=== Data provided ===
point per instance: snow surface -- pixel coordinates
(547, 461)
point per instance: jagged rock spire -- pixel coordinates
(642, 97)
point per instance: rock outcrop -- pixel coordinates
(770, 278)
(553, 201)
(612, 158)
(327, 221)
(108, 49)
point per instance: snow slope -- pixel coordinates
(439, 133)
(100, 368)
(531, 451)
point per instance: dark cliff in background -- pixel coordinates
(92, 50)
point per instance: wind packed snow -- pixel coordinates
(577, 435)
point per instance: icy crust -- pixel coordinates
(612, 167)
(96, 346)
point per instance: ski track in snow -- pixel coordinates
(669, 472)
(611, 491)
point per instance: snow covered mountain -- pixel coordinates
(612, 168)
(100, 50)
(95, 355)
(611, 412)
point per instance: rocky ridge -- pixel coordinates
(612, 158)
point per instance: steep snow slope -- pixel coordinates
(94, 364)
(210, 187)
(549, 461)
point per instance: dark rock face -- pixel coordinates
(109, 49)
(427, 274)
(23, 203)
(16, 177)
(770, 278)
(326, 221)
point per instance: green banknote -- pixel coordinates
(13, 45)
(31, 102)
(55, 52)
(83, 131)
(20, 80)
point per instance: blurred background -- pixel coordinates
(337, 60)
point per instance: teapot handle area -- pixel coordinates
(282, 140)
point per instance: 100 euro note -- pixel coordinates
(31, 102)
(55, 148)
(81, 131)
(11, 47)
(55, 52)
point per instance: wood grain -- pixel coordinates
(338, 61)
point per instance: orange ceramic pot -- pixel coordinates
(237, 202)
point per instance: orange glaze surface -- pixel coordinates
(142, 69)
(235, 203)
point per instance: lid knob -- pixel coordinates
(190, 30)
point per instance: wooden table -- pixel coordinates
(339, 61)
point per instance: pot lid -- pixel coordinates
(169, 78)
===
=== Data provided ===
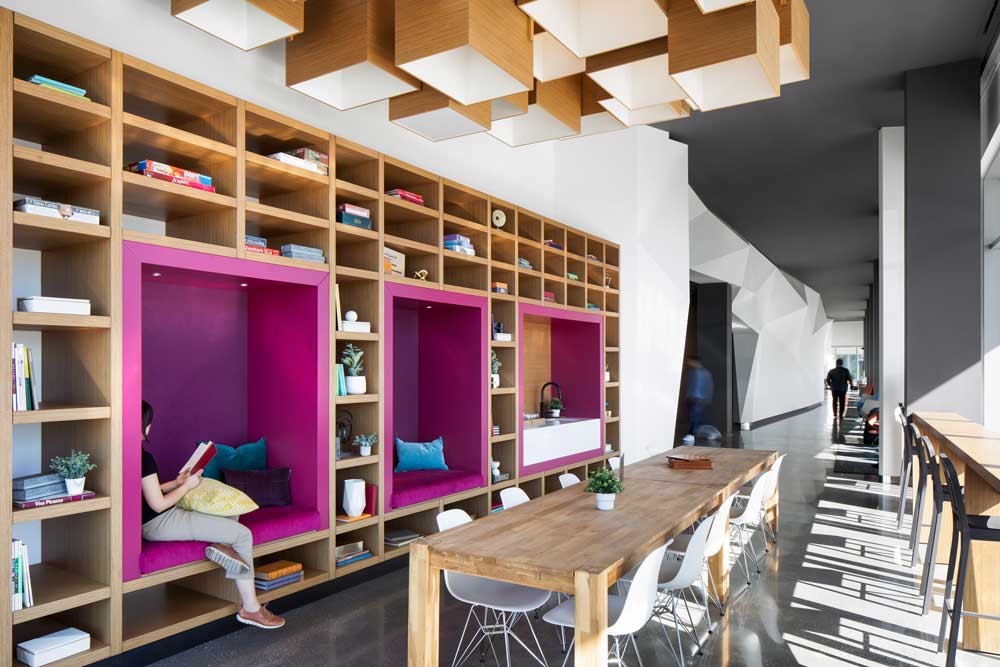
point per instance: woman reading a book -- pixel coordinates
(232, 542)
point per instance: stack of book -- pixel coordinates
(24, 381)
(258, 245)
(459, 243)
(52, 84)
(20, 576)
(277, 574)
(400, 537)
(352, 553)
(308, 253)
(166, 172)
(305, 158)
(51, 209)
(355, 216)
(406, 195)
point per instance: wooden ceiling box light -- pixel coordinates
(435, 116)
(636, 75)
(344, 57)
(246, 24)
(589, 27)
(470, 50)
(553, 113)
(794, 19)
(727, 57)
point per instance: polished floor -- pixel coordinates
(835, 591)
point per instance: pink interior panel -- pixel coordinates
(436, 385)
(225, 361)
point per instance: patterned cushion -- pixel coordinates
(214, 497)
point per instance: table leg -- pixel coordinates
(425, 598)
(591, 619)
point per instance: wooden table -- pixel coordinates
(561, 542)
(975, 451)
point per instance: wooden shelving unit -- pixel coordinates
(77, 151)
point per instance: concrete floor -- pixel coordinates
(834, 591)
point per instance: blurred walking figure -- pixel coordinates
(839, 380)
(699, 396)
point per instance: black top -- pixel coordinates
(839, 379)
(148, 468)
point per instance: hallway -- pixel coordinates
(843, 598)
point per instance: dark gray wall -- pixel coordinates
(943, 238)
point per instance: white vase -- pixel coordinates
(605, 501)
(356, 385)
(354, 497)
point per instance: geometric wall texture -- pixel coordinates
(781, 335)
===
Task description:
Extract each line in the records that contains the string "wooden".

Result of this exercise:
point per instance: wooden table -- pixel coordinates
point per instance: wooden ceiling box light -- pixel coordinates
point per instance: wooden table -- pixel coordinates
point per instance: wooden shelving unit -- pixel coordinates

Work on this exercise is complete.